Task description »
Output all the records below, word for word.

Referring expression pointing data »
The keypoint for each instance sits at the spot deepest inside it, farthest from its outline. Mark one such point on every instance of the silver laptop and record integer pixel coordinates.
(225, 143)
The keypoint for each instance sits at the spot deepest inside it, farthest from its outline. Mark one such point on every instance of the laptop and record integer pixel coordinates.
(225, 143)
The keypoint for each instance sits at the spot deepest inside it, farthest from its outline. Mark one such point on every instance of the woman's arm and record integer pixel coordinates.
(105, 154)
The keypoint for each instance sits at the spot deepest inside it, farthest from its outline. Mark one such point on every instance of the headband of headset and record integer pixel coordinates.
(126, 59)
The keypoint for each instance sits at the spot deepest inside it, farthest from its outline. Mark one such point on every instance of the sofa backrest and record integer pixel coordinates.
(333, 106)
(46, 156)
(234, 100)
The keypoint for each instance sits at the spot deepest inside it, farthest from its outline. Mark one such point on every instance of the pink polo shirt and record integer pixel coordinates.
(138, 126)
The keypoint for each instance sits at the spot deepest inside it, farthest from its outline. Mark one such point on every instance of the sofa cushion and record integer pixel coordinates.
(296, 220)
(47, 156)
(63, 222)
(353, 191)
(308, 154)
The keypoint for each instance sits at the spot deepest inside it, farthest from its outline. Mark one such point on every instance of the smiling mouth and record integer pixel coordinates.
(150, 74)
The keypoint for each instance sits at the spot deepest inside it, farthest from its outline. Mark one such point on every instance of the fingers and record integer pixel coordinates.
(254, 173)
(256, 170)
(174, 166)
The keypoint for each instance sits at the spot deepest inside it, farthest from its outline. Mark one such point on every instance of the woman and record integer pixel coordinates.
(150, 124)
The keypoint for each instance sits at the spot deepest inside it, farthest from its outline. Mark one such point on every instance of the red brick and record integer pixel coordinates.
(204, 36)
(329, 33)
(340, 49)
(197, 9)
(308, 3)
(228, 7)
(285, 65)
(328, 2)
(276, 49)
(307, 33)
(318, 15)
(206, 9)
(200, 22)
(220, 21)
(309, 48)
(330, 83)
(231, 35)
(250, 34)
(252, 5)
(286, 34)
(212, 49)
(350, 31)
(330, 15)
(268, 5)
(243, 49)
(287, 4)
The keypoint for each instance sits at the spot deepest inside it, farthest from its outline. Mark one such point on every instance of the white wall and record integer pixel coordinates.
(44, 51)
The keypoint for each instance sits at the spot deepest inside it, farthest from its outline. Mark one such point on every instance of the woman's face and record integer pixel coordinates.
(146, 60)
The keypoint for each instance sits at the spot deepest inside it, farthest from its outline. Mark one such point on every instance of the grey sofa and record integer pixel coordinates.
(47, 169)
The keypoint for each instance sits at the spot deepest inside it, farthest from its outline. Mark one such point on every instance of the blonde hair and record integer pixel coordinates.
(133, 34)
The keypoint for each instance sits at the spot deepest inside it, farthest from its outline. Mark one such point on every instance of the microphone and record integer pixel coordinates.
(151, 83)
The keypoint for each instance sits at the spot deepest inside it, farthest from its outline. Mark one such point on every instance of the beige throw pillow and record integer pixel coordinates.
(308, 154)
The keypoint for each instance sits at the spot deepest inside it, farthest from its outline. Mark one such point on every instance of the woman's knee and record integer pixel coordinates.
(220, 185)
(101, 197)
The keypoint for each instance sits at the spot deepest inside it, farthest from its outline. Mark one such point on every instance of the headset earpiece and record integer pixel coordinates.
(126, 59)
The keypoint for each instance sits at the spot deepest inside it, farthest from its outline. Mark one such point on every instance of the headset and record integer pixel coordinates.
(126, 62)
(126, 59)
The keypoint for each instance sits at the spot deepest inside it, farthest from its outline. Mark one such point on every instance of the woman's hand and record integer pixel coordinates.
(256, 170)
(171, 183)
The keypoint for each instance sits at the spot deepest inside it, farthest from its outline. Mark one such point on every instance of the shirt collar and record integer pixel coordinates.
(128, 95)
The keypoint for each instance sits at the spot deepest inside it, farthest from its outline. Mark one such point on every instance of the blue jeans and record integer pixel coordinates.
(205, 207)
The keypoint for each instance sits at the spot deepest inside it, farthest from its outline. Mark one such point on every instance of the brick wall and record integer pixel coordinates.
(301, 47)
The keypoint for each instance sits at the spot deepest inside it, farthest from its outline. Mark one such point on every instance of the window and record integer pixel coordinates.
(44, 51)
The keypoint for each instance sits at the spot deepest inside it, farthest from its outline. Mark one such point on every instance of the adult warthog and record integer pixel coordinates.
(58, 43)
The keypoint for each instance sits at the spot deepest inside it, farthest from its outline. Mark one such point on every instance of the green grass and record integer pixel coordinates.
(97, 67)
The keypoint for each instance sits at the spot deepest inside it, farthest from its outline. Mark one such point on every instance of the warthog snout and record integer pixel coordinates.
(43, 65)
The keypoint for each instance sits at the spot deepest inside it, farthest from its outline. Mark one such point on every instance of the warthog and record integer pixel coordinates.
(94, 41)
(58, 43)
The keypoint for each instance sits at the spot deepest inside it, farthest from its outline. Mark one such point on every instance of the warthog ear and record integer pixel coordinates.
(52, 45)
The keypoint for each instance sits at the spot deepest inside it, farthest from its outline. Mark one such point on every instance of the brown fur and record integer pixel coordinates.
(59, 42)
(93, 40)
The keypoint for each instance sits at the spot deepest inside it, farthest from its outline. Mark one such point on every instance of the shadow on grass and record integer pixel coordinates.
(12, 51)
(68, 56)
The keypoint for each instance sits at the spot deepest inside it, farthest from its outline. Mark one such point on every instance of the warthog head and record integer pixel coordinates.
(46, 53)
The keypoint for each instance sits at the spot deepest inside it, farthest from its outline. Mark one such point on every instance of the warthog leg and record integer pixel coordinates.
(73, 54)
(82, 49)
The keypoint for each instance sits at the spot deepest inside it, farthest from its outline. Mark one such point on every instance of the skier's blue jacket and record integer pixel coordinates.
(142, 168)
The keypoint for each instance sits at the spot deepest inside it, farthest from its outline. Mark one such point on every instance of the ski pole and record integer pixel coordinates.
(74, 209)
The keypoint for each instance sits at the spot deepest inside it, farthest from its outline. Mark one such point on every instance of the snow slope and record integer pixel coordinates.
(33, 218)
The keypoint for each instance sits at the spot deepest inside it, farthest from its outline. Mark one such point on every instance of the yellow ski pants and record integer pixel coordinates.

Task output »
The keypoint for each instance sits at the spot deepest inside it, farthest from its outline. Mark one such point on every instance of the silver laptop and record integer pixel coordinates.
(225, 143)
The keypoint for each instance sits at the spot deepest inside it, farthest from its outline. Mark one such point on every instance of the laptop and record integer pixel coordinates.
(225, 143)
The keypoint for each instance sits at the spot deepest inside it, farthest from its outline. Mark one such point on every instance of the woman's arm and record integer pixel coordinates.
(105, 154)
The keypoint for each instance sits at the spot deepest inside it, farthest from its outline. Mark one such point on every instance of the headband of headset and record integer pixel coordinates.
(126, 59)
The keypoint for each instance sits at the spot deepest inside it, farthest from its outline. Mark one such point on every instance of the sofa backrest and record integer pixel coordinates.
(333, 106)
(46, 156)
(234, 100)
The keypoint for each instance sits at the spot deepest inside it, farthest from its outline. Mark one such point on every instance of the pink polo shirt and record integer pixel coordinates.
(138, 126)
The keypoint for each instance sits at the spot deepest inside it, farthest from its outline. Mark one such point on every instance of the sofa cushion and record integer pixel coordinates.
(296, 220)
(47, 156)
(63, 222)
(353, 191)
(308, 154)
The keypoint for each instance sits at the spot deepest inside it, farthest from its outline. Mark one such point on every instance of the smiling mouth and record integer pixel coordinates.
(150, 74)
The keypoint for each instance sits at the spot deepest inside it, farthest from its outline. Mark one such point on every instance of the fingers and record integer pixel coordinates.
(254, 173)
(256, 170)
(174, 166)
The keypoint for each instance sits at the spot deepest inside it, farthest from its outline. Mark one such point on every instance of the woman and record integer pixel coordinates.
(150, 124)
The keypoint for each instance sits at the spot deepest inside it, farthest from its outline. Mark one such point on every instance of the red brick and record integer pixel coordinates.
(204, 36)
(329, 33)
(340, 49)
(197, 9)
(308, 3)
(228, 7)
(285, 65)
(328, 2)
(276, 49)
(307, 33)
(318, 15)
(206, 9)
(200, 22)
(220, 21)
(309, 48)
(330, 83)
(231, 35)
(250, 34)
(252, 5)
(286, 34)
(212, 49)
(350, 31)
(330, 15)
(268, 5)
(243, 49)
(287, 4)
The keypoint for each instance sits at the spot deepest inside it, farthest from its outline. Mark one such point on every instance of the white wall and record integer pixel coordinates.
(44, 51)
The keypoint for each instance sits at the spot deepest inside it, farthest from its outline. Mark one such point on every instance of the woman's face and record integer pixel coordinates.
(146, 60)
The keypoint for each instance sits at the spot deepest inside it, farthest from its outline. Mark one such point on every instance of the grey sofa and record integer pixel coordinates.
(47, 169)
The keypoint for each instance sits at the spot deepest inside it, farthest from its outline. Mark one such point on every instance of the blonde hair and record integer pixel coordinates.
(133, 34)
The keypoint for each instance sits at the spot deepest inside it, farthest from its outline. Mark one such point on every instance of the microphone and record integer pixel coordinates.
(151, 83)
The keypoint for each instance sits at the spot deepest inside it, farthest from its outline. Mark one such point on every instance of the beige throw pillow and record integer pixel coordinates.
(308, 154)
The keypoint for each instance sits at the spot deepest inside it, farthest from its outline. Mark one such point on every instance of the woman's knee and record integer pixel coordinates.
(220, 185)
(101, 197)
The keypoint for each instance sits at the spot deepest inside it, farthest from its outline. Mark one such point on every instance of the headset earpiece and record integer pixel coordinates.
(126, 59)
The keypoint for each instance sits at the spot deepest inside it, farthest from its outline. Mark one such point on every instance of the headset and record integer pixel coordinates.
(126, 62)
(126, 59)
The keypoint for each instance sits at the spot deepest inside it, farthest from its outline. Mark one such point on every instance of the woman's hand and record integer pixel coordinates.
(256, 170)
(171, 183)
The keypoint for each instance sits at the spot deepest inside it, farthest from its outline. Mark one such point on every instance of the shirt collar and record integer pixel coordinates.
(128, 95)
The keypoint for each instance sits at the spot deepest inside it, farthest from its outline. Mark one such point on every instance of the blue jeans and record integer pixel coordinates.
(205, 207)
The keypoint for each instance sits at the spot deepest inside it, farthest from its outline. Mark one such point on every instance of the brick wall and record integer pixel coordinates.
(301, 47)
The keypoint for each instance sits at the spot deepest inside it, farthest from its outline. Mark one such point on every instance of the window and record integer pixel coordinates.
(44, 51)
The keypoint for each instance sits at the spot deepest inside it, farthest from its outline. Mark one such point on every instance of the adult warthog and record integer pixel coordinates.
(58, 43)
The keypoint for each instance sits at the spot deepest inside it, farthest from its outline. Mark one such point on every instance of the green grass and record integer pixel coordinates.
(97, 67)
The keypoint for each instance sits at the spot deepest inside it, farthest from its outline. Mark one such point on every instance of the warthog snout and record integer pixel coordinates.
(43, 65)
The keypoint for each instance sits at the spot deepest inside it, farthest from its outline. Mark one such point on every instance of the warthog and record integer pixel coordinates.
(94, 41)
(58, 43)
The keypoint for each instance sits at the spot deepest inside it, farthest from its outline. Mark one such point on every instance of the warthog ear and record integer pixel coordinates.
(52, 45)
The keypoint for each instance sits at the spot deepest inside it, farthest from its outline. Mark one such point on every instance of the brown fur and record integer pixel coordinates.
(59, 42)
(93, 40)
The keypoint for each instance sits at the spot deepest inside it, farthest from its outline. Mark one such point on every instance of the shadow on grass and record integer pixel coordinates.
(12, 51)
(68, 56)
The keypoint for each instance sits at the spot deepest inside it, farthest from its outline. Mark one such point on every instance of the warthog head and record integer pixel coordinates.
(46, 53)
The keypoint for each instance sits at the spot deepest inside it, farthest from its outline. Mark one such point on every instance of the warthog leg and record integer pixel coordinates.
(73, 54)
(82, 49)
The keypoint for each instance sits at the spot deepest inside it, farthest from its outline. Mark one such point on every instance of the skier's blue jacket and record integer pixel coordinates.
(142, 168)
The keypoint for each instance sits at the spot deepest inside it, farthest from its outline. Mark one such point on every instance of the ski pole and record integer pixel coordinates.
(74, 209)
The keypoint for each instance sits at the spot deepest inside it, farthest from its outline. Mark one such point on every instance of the snow slope and record integer pixel coordinates.
(33, 218)
The keypoint for each instance sits at the spot deepest inside it, farthest from its outline. Mark one such point on every instance of the yellow ski pants and record integer pixel coordinates.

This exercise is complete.